Reading text
= = =

A drawing, by Romain-Walker and Tanner, believed to be dated 1884 is
available showing the alterations which were made at the time and it is
interesting to see the “round headed aperture” before its replacement by the
present “Decorated” window. The Reverend Stanley Leathes, Rector of this parish
in 1889, made the following entry in the Clyffe Register —“The original tracery of the East Window for which no use could be
found, was placed as a parapet on top of the School wall facing the South
Porch”. It is still there today!

= = =

[A block of data]
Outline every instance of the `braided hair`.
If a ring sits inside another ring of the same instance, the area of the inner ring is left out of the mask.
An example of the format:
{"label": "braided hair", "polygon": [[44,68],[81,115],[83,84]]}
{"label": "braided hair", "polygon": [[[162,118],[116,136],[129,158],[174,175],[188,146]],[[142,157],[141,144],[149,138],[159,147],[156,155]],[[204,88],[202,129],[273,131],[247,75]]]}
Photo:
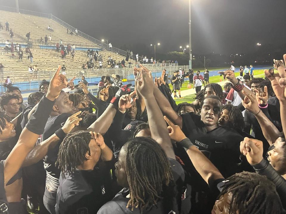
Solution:
{"label": "braided hair", "polygon": [[194,111],[195,112],[196,108],[195,105],[192,103],[189,103],[186,102],[184,102],[183,103],[181,103],[178,104],[178,105],[177,106],[177,108],[176,109],[175,111],[178,113],[179,115],[181,115],[181,110],[182,110],[182,108],[184,109],[184,108],[185,108],[185,106],[189,106],[192,107],[194,109]]}
{"label": "braided hair", "polygon": [[241,132],[244,127],[244,120],[241,111],[237,106],[232,105],[226,105],[222,111],[226,109],[229,111],[229,122],[227,125],[238,132]]}
{"label": "braided hair", "polygon": [[127,207],[151,209],[162,196],[173,196],[174,182],[168,158],[162,147],[149,138],[135,138],[123,146],[130,199]]}
{"label": "braided hair", "polygon": [[64,174],[73,173],[86,160],[86,152],[90,154],[88,144],[92,139],[90,133],[86,131],[68,134],[60,146],[56,166]]}
{"label": "braided hair", "polygon": [[28,104],[35,105],[40,102],[44,95],[43,92],[36,92],[30,94],[28,97]]}
{"label": "braided hair", "polygon": [[15,93],[6,93],[0,97],[0,108],[4,110],[4,106],[7,105],[9,101],[13,99],[19,100],[19,96]]}
{"label": "braided hair", "polygon": [[135,131],[134,132],[134,134],[133,135],[133,137],[135,138],[135,136],[137,135],[137,134],[142,129],[150,128],[149,124],[147,123],[143,123],[139,124],[136,127],[136,129],[135,130]]}
{"label": "braided hair", "polygon": [[244,171],[227,180],[219,197],[228,193],[232,193],[229,213],[282,213],[282,204],[275,185],[266,177]]}
{"label": "braided hair", "polygon": [[220,101],[223,99],[223,92],[221,86],[217,83],[210,83],[207,85],[203,89],[203,95],[204,96],[206,89],[208,88],[210,88],[215,93],[215,96],[219,98]]}
{"label": "braided hair", "polygon": [[70,94],[69,95],[69,99],[74,103],[74,106],[77,106],[83,98],[83,96],[79,93]]}

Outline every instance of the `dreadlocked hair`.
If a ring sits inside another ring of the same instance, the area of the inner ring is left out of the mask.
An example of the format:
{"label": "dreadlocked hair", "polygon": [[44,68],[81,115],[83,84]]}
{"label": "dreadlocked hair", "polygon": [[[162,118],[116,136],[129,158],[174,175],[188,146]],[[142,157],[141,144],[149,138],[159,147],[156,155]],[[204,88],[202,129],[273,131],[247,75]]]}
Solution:
{"label": "dreadlocked hair", "polygon": [[28,97],[28,104],[37,104],[40,102],[42,97],[44,95],[43,92],[36,92],[30,94]]}
{"label": "dreadlocked hair", "polygon": [[175,184],[168,158],[162,147],[153,139],[132,139],[124,146],[125,168],[130,192],[126,207],[139,207],[141,213],[150,209],[164,196],[175,195]]}
{"label": "dreadlocked hair", "polygon": [[244,120],[241,111],[238,108],[232,105],[226,105],[222,111],[226,109],[229,111],[229,122],[227,125],[230,128],[240,132],[244,127]]}
{"label": "dreadlocked hair", "polygon": [[86,114],[83,119],[83,126],[87,128],[88,128],[96,120],[97,116],[96,114]]}
{"label": "dreadlocked hair", "polygon": [[204,90],[201,90],[199,91],[197,94],[196,96],[196,100],[197,101],[201,101],[203,99],[204,95],[205,94],[205,92]]}
{"label": "dreadlocked hair", "polygon": [[135,130],[135,131],[134,132],[134,134],[133,135],[133,138],[135,138],[135,136],[137,135],[137,134],[139,133],[139,132],[142,129],[150,128],[149,124],[147,123],[143,123],[139,124],[136,127],[136,129]]}
{"label": "dreadlocked hair", "polygon": [[69,99],[74,103],[74,106],[77,106],[83,98],[83,96],[79,93],[70,94],[69,95]]}
{"label": "dreadlocked hair", "polygon": [[7,105],[10,100],[13,99],[19,100],[19,96],[15,93],[6,93],[0,97],[0,107],[4,110],[4,106]]}
{"label": "dreadlocked hair", "polygon": [[56,166],[64,174],[74,172],[76,167],[86,160],[87,152],[90,154],[88,144],[92,139],[86,131],[68,134],[60,146]]}
{"label": "dreadlocked hair", "polygon": [[207,85],[203,89],[203,95],[204,96],[206,89],[208,88],[210,88],[215,93],[215,96],[219,98],[221,101],[223,99],[223,92],[221,86],[217,83],[210,83]]}
{"label": "dreadlocked hair", "polygon": [[5,112],[0,110],[0,128],[1,128],[0,133],[1,134],[2,133],[2,130],[6,127],[6,120],[10,122],[11,121],[11,119]]}
{"label": "dreadlocked hair", "polygon": [[250,85],[253,83],[254,84],[259,84],[264,80],[262,78],[255,78],[252,79],[250,81]]}
{"label": "dreadlocked hair", "polygon": [[185,108],[185,106],[190,106],[193,108],[194,110],[195,110],[196,109],[195,107],[193,104],[192,103],[187,103],[186,102],[184,102],[178,104],[178,105],[177,106],[177,108],[176,109],[175,111],[178,113],[179,115],[181,115],[181,110],[182,110],[182,109],[184,109],[184,108]]}
{"label": "dreadlocked hair", "polygon": [[228,178],[219,198],[232,194],[229,213],[239,214],[282,213],[275,185],[265,176],[244,171]]}

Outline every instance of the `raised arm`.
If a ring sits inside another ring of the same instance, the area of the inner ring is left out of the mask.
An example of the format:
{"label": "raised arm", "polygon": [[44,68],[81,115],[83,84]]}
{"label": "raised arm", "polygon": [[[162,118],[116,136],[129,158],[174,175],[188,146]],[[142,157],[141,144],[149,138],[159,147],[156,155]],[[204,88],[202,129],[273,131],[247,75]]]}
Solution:
{"label": "raised arm", "polygon": [[61,90],[67,85],[66,78],[60,74],[59,66],[51,80],[48,92],[39,103],[36,111],[23,129],[16,145],[5,161],[4,165],[4,184],[19,170],[28,153],[34,147],[39,135],[44,128],[49,115],[55,100]]}
{"label": "raised arm", "polygon": [[[142,66],[141,64],[140,66]],[[140,71],[139,68],[137,68],[136,70],[137,72]],[[174,110],[168,100],[162,94],[158,87],[154,84],[152,86],[153,88],[153,94],[156,101],[163,114],[168,117],[175,124],[182,127],[183,124],[181,116]]]}
{"label": "raised arm", "polygon": [[263,135],[271,145],[275,142],[280,135],[280,132],[259,108],[255,95],[252,91],[242,91],[245,96],[242,102],[245,108],[255,116],[257,119]]}
{"label": "raised arm", "polygon": [[60,140],[63,140],[67,134],[70,132],[75,126],[78,125],[79,121],[82,118],[79,118],[77,115],[81,113],[81,111],[79,111],[69,117],[62,128],[46,140],[34,147],[26,157],[22,166],[30,166],[43,158],[49,150],[55,147]]}
{"label": "raised arm", "polygon": [[[141,68],[141,71],[142,77],[140,79],[137,79],[137,92],[143,97],[146,104],[151,137],[160,144],[167,156],[175,159],[166,122],[153,94],[154,84],[151,72],[143,67]],[[138,77],[140,75],[139,74]]]}
{"label": "raised arm", "polygon": [[169,125],[168,128],[171,139],[186,150],[187,153],[194,166],[205,181],[209,184],[212,181],[223,179],[218,170],[187,138],[179,126],[175,125],[166,116],[164,118]]}

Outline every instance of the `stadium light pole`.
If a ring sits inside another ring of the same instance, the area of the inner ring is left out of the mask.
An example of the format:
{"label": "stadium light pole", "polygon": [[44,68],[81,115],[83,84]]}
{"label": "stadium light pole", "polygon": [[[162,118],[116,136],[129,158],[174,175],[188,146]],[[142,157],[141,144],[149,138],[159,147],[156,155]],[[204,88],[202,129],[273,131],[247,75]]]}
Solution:
{"label": "stadium light pole", "polygon": [[191,27],[191,0],[189,0],[189,66],[192,68],[192,33]]}
{"label": "stadium light pole", "polygon": [[[160,45],[160,43],[157,43],[157,45]],[[150,45],[150,46],[152,46],[153,45],[151,44]],[[155,54],[155,58],[154,58],[154,59],[156,59],[156,44],[154,45],[154,53]]]}
{"label": "stadium light pole", "polygon": [[15,0],[15,4],[16,7],[16,12],[19,12],[19,1],[18,0]]}

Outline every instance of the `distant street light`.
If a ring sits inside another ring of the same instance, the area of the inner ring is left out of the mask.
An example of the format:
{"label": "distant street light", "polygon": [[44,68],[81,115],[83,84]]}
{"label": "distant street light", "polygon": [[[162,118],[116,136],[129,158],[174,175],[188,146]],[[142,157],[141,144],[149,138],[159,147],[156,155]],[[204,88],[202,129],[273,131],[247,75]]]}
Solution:
{"label": "distant street light", "polygon": [[[157,43],[157,45],[160,45],[160,43]],[[152,45],[152,44],[151,44],[150,45],[151,46],[152,46],[153,45]],[[155,58],[154,59],[156,59],[156,44],[154,45],[154,53],[155,54]]]}

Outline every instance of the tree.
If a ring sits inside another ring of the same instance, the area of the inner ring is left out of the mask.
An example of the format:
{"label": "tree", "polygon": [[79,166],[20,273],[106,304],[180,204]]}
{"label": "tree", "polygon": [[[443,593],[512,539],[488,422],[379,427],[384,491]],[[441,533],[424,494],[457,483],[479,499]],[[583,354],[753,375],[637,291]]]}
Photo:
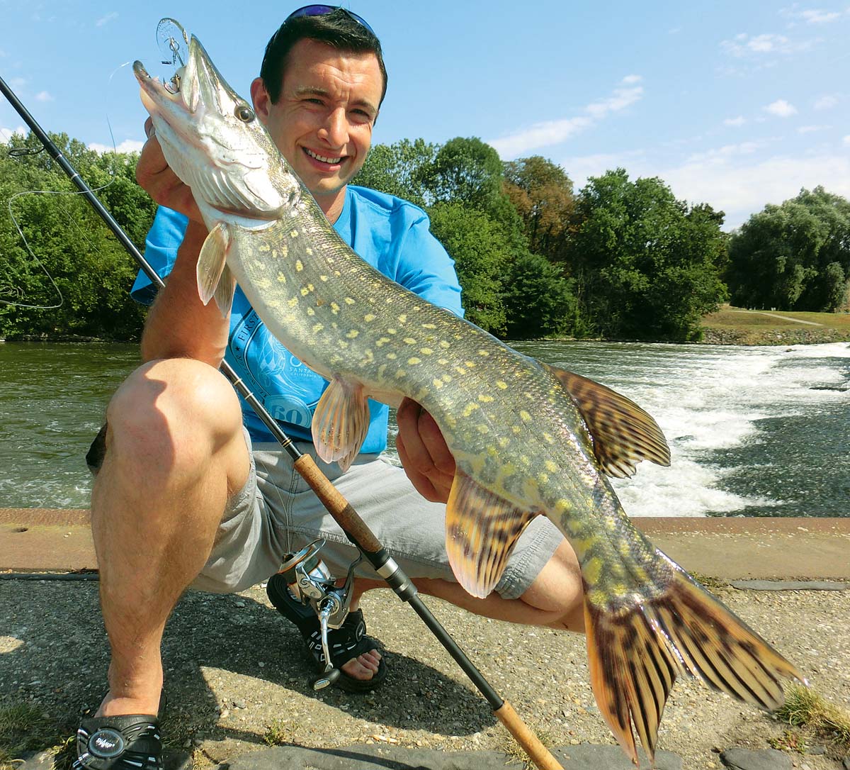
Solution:
{"label": "tree", "polygon": [[725,299],[722,214],[688,210],[657,178],[622,168],[588,180],[567,252],[586,331],[608,338],[688,340]]}
{"label": "tree", "polygon": [[431,207],[431,231],[455,260],[466,317],[494,334],[505,330],[502,276],[512,259],[509,239],[486,214],[459,202]]}
{"label": "tree", "polygon": [[850,278],[850,202],[815,187],[765,206],[733,237],[726,277],[735,305],[837,310]]}
{"label": "tree", "polygon": [[375,145],[352,184],[425,205],[422,168],[434,163],[437,145],[423,139],[403,139],[393,145]]}
{"label": "tree", "polygon": [[563,262],[575,204],[567,173],[539,155],[511,161],[505,191],[522,218],[530,250]]}

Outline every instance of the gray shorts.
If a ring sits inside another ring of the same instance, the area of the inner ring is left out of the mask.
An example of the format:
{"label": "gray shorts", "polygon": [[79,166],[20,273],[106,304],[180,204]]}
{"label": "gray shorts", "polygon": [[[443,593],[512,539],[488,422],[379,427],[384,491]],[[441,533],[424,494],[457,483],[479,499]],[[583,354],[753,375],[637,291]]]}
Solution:
{"label": "gray shorts", "polygon": [[[247,431],[246,441],[251,450]],[[377,454],[360,454],[341,473],[336,463],[316,459],[311,443],[298,446],[314,457],[408,577],[456,582],[445,552],[445,506],[422,497],[401,468]],[[250,453],[248,481],[230,499],[212,552],[193,587],[243,590],[277,572],[285,554],[317,538],[326,540],[321,557],[331,573],[344,577],[357,549],[293,469],[289,455],[276,443],[257,444]],[[519,538],[496,592],[505,599],[524,593],[562,540],[548,519],[537,516]],[[357,570],[376,577],[368,562]]]}

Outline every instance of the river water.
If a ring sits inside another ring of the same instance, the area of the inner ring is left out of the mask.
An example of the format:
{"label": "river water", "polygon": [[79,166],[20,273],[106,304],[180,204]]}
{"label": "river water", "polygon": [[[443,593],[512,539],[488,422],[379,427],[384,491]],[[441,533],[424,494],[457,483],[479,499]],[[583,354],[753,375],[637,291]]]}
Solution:
{"label": "river water", "polygon": [[[850,515],[850,345],[515,345],[656,419],[672,463],[615,482],[631,516]],[[138,362],[129,345],[0,345],[0,507],[88,507],[85,453]]]}

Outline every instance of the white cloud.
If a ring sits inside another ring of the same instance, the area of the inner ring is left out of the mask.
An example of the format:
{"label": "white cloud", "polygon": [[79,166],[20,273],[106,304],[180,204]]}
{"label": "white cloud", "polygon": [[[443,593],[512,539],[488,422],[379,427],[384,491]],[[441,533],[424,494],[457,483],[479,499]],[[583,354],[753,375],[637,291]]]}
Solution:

= = =

Written exercise
Decide whether each statement below agrees with the East Window passage above, and answer yes or no for each, quoting the words of the passage that decide it. 1. The drawing by Romain-Walker and Tanner is believed to date from 1884. 2. The original tracery of the East Window was reused in another window of the church. 3. Stanley Leathes was Rector of the parish in 1889.

Complete output
1. Yes: "A drawing, by Romain-Walker and Tanner, believed to be dated 1884"
2. No: "was placed as a parapet on top of the School wall facing the South Porch"
3. Yes: "The Reverend Stanley Leathes, Rector of this parish in 1889"